Job 1
Can you copy the records verbatim, from the line containing "Task: confirm every instance of the red and" through the line containing "[[76, 349]]", and give only that stretch?

Source excerpt

8. Both the European Union, and the Council of Europe of which Turkey is a member state advocates self-control mechanisms instead of legal precautions to protect vulnerable groups such as children. In this context, both organizations emphasize the importance of preventive measures to protect children which do not interfere with adult’s access to legitimate content. For that reason member states must encourage the use of filtering software in houses, school computers and Internet cafes but must avoid employing mandatory nationwide filtering policies. If filter use is found appropriate by families, that should be usedon their own personal computers.

Stored rows
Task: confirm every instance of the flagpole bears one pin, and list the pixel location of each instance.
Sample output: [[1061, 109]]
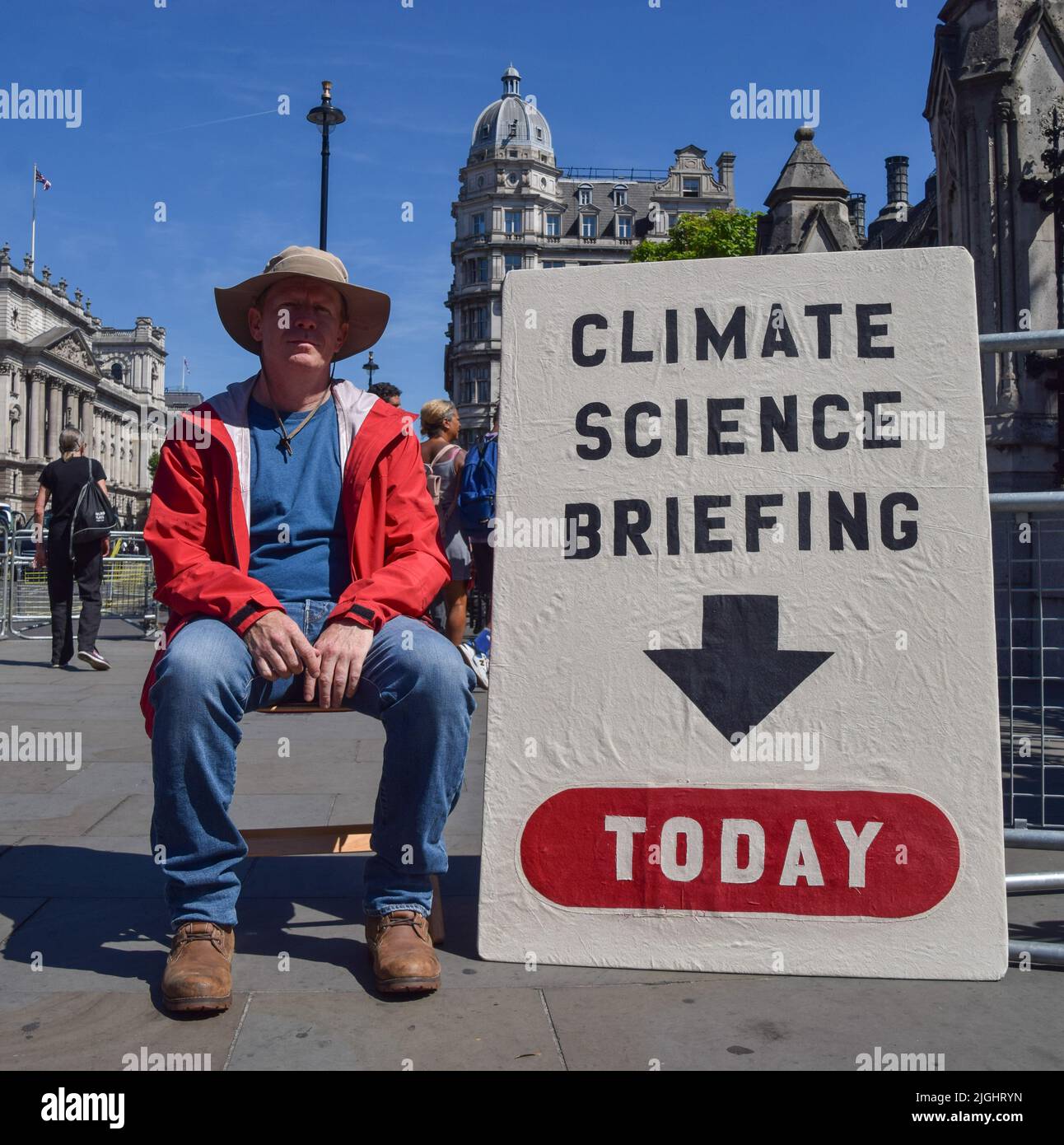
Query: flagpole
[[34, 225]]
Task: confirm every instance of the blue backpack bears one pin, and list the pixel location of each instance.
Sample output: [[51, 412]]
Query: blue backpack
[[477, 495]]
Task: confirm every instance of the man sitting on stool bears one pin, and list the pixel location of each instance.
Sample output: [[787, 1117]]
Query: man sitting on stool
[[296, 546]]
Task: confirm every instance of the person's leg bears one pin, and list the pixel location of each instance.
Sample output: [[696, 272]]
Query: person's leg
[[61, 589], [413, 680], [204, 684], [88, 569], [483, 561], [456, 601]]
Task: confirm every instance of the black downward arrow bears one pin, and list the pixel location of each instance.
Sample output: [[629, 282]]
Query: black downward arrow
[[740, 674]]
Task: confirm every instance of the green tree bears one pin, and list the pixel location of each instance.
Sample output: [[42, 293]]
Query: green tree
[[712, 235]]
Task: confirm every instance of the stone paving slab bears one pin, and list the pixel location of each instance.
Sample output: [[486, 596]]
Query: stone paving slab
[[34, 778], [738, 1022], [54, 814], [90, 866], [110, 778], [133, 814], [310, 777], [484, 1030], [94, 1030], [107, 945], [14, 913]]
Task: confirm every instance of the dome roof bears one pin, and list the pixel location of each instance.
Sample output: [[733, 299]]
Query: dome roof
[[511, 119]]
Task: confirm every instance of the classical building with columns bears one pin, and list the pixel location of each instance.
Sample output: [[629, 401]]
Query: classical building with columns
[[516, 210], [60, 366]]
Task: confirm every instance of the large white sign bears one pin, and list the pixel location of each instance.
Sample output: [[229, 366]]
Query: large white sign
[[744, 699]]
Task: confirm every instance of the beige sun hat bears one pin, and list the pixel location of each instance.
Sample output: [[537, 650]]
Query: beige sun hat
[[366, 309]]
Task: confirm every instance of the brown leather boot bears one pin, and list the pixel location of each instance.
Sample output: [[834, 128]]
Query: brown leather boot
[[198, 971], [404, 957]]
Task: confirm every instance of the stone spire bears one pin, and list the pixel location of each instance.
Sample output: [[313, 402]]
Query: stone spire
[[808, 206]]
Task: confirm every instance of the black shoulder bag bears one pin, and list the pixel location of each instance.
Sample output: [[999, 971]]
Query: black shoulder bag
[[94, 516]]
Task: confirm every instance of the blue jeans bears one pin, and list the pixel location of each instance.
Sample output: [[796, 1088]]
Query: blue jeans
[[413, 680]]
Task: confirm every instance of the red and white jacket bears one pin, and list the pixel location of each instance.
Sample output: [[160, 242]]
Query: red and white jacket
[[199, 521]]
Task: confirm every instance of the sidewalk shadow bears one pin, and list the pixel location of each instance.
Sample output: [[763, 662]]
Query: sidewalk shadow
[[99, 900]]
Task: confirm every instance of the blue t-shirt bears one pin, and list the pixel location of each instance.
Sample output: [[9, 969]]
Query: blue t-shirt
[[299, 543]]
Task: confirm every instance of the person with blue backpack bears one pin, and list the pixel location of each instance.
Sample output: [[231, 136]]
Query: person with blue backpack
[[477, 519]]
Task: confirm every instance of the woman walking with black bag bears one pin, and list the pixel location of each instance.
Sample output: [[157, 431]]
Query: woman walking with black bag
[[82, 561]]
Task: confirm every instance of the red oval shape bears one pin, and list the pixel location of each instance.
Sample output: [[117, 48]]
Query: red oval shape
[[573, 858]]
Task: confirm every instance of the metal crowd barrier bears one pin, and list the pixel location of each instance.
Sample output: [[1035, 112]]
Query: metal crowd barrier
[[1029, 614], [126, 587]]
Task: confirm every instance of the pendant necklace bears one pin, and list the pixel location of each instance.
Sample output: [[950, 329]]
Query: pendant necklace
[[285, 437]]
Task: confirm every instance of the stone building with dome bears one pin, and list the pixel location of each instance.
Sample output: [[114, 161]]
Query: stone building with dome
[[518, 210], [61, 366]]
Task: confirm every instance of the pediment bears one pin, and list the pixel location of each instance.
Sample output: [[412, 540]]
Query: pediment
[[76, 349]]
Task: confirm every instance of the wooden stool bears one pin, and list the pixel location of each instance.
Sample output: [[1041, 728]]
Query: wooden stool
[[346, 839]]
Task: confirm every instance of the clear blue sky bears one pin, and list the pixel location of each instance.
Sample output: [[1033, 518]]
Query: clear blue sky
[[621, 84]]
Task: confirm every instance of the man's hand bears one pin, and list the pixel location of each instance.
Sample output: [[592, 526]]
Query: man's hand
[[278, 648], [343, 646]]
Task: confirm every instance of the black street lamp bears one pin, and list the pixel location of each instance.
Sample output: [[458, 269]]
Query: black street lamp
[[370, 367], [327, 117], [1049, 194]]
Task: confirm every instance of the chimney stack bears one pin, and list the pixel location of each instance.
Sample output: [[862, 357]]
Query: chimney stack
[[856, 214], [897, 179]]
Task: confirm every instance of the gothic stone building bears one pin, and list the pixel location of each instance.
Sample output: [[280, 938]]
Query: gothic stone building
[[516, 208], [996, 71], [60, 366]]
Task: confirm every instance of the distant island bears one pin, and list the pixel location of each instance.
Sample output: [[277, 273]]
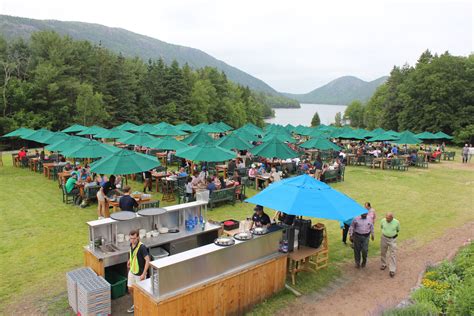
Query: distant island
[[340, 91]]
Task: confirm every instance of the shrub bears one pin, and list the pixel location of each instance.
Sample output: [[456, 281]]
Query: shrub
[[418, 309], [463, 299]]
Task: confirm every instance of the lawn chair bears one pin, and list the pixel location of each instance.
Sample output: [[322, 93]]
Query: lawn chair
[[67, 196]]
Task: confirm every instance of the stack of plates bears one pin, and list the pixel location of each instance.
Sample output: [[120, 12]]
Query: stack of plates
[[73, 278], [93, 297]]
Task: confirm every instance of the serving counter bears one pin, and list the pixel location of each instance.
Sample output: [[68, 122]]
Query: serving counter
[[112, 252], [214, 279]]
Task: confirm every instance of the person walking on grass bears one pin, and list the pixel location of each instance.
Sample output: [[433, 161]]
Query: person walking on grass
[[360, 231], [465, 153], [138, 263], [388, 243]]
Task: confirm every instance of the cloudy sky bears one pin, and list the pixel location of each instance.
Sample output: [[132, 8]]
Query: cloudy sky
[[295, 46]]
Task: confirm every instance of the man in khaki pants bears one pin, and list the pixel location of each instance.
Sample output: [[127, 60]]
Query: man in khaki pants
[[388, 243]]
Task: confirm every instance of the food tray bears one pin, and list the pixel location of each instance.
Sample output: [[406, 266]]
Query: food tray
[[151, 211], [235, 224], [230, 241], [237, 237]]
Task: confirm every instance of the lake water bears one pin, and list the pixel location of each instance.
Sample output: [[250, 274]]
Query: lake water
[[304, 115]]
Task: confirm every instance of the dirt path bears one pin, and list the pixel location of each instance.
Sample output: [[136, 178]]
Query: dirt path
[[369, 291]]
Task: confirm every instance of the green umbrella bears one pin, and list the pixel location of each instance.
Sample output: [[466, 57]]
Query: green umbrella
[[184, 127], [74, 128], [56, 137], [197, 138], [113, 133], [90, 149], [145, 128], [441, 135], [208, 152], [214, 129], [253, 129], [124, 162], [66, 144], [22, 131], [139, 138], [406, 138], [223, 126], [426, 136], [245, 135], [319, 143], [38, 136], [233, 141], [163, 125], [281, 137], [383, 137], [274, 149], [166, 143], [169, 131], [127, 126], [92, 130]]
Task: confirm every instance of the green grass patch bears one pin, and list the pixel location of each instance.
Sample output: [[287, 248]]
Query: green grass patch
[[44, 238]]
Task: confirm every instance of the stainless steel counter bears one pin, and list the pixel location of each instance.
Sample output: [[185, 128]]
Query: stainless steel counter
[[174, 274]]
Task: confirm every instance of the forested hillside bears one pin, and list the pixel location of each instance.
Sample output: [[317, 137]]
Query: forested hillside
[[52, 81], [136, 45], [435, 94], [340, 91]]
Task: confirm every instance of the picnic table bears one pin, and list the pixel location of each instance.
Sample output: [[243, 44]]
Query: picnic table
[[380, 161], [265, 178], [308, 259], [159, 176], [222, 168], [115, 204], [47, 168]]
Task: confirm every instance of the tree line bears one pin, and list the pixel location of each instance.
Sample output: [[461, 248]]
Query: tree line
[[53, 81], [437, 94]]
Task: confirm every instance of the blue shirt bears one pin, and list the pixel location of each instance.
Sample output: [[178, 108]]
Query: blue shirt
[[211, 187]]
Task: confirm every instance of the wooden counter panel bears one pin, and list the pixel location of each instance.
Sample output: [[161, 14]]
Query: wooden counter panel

Job 2
In the excerpt on Internet filtering and child protection, what must member states avoid employing?

Task output 1
Task: confirm every instance of the red and white jacket bears one pin, and list the pixel location of each instance.
Sample output: [[160, 242]]
Query: red and white jacket
[[199, 521]]
Task: confirm every instance of the sidewalk shadow bears one pin, and list the pixel location of each instance.
Sample output: [[763, 662]]
Query: sidewalk shadow
[[99, 900]]
Task: confirm every instance of the blue t-shirt bears one pin, and list the pixel location of each instance.
Sample output: [[9, 969]]
Query: blue t-shirt
[[299, 543]]
Task: confirm every instance of the person with blue backpack bears one pin, and list the pixel location of each instance.
Sample output: [[231, 136]]
Query: person with blue backpack
[[477, 519]]
Task: confirm every instance of the woman walking with black bag bears one pin, and list the pixel location of each instance.
Sample output: [[157, 431]]
Query: woman walking with black bag
[[82, 561]]
Task: confirm every instance of the red oval shape bears one pin, and list the pixel location of each instance.
Sample output: [[117, 48]]
Query: red oval shape
[[573, 858]]
Task: confirm every instance of the metal crowd barrier bears one pin, and list the pixel location of each instance.
Sample output: [[1035, 112]]
Query: metal crowd barrier
[[1029, 614], [126, 587]]
Task: confirm every instance of the pendant necklace bears one pin, and list the pixel location of each instance.
Sample output: [[950, 329]]
Query: pendant necklace
[[285, 437]]
Task: confirm every instance of the stone building with dome bears one pin, and list the pixel location of each instance.
Sample output: [[114, 161]]
Query: stone building with dome
[[518, 210], [61, 366]]
Task: confirm every instance of the pediment bears one pin, and list the pixel location of each instance.
Sample output: [[412, 540]]
Query: pediment
[[76, 349]]

Task output 2
Mandatory nationwide filtering policies.